* **DATA FOR PROCESSING**:

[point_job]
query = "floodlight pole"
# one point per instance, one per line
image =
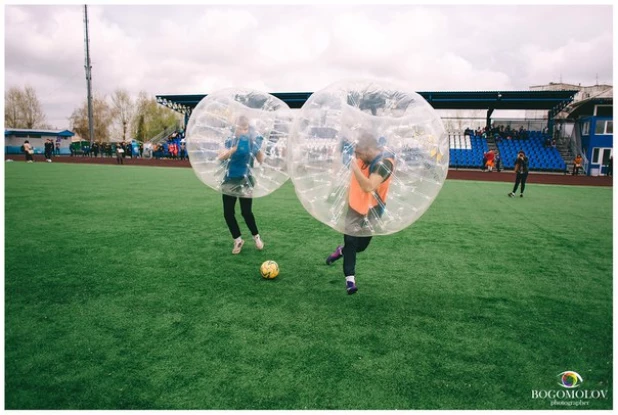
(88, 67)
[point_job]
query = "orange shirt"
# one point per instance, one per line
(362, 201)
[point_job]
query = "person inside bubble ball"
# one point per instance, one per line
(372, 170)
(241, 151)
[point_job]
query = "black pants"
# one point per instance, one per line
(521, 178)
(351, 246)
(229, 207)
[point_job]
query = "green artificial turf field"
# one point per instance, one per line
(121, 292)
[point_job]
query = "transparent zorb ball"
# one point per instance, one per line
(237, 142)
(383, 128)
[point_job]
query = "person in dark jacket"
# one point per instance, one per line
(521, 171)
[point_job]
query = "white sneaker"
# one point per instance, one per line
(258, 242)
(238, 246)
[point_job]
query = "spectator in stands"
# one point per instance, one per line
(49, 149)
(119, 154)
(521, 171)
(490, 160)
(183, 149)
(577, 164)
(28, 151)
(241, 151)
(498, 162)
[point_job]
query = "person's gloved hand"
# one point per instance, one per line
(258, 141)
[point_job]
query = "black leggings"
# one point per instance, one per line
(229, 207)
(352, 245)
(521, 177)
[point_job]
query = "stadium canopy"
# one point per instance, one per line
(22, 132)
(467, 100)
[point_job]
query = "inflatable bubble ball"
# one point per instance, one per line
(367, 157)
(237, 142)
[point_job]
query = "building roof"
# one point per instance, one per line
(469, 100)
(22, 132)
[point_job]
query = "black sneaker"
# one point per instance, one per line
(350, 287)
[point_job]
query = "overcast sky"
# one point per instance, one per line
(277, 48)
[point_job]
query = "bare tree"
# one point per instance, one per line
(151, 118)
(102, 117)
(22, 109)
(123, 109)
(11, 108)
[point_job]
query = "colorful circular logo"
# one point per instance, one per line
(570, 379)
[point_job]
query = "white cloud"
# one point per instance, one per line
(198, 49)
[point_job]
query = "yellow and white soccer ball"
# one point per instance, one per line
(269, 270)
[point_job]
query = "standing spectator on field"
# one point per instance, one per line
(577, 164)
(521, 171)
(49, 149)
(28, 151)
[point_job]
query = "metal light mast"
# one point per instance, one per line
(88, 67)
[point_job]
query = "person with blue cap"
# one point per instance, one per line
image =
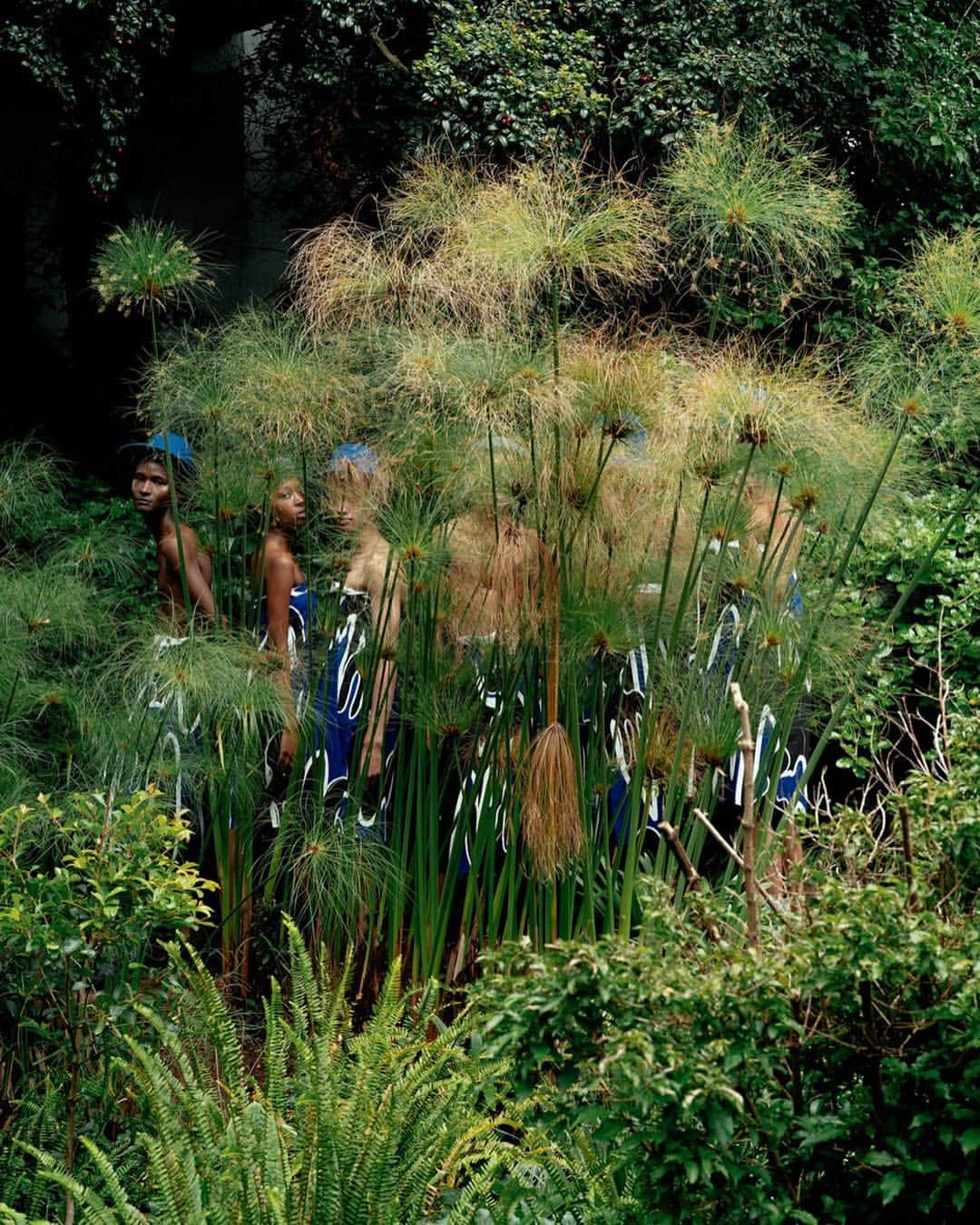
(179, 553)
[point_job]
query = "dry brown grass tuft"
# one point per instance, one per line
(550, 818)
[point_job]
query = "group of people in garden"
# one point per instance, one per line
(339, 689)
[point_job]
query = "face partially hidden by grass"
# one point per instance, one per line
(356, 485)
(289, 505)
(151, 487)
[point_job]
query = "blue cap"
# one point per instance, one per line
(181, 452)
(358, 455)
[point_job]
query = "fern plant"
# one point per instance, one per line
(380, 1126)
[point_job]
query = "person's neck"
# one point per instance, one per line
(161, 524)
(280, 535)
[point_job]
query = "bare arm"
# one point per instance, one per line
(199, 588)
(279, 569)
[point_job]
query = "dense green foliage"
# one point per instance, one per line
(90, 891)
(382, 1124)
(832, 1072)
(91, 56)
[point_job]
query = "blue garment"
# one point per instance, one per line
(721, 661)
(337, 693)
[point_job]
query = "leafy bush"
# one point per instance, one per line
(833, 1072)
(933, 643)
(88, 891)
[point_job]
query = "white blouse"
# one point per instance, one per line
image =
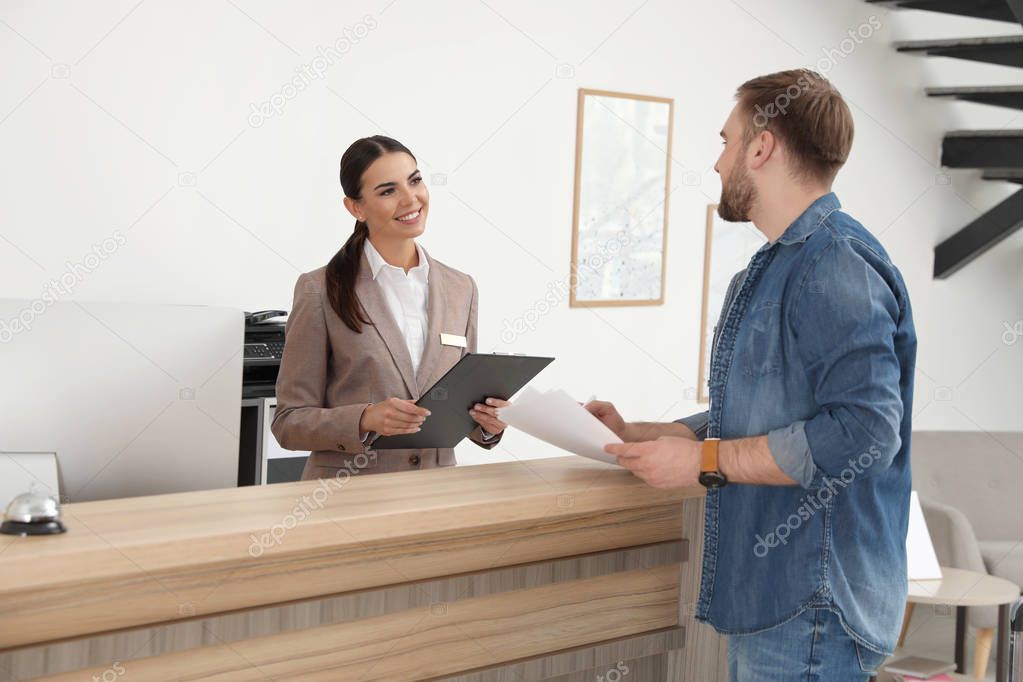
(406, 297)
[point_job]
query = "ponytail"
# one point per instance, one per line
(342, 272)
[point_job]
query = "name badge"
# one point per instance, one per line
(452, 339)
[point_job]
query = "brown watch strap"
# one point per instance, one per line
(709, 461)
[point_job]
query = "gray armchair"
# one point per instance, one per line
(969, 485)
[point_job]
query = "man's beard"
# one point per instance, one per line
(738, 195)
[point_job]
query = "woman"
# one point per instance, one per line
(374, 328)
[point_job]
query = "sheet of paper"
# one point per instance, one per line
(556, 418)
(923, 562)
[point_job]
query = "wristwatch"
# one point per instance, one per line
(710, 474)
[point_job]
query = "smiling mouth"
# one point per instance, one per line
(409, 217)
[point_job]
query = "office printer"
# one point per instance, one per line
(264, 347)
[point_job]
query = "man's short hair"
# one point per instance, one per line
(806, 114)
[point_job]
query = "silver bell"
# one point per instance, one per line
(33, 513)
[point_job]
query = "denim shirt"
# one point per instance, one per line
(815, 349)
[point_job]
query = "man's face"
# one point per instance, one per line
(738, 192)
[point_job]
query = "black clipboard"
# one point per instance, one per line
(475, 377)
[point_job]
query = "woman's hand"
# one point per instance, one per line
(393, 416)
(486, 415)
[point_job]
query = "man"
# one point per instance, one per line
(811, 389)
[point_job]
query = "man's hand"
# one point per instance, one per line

* **AIM OF THE TASK**: Your answer should consist of the lines from the material that contain "face".

* **RESULT OF THIS EXERCISE**:
query = "face partially hidden by grass"
query = "man's face"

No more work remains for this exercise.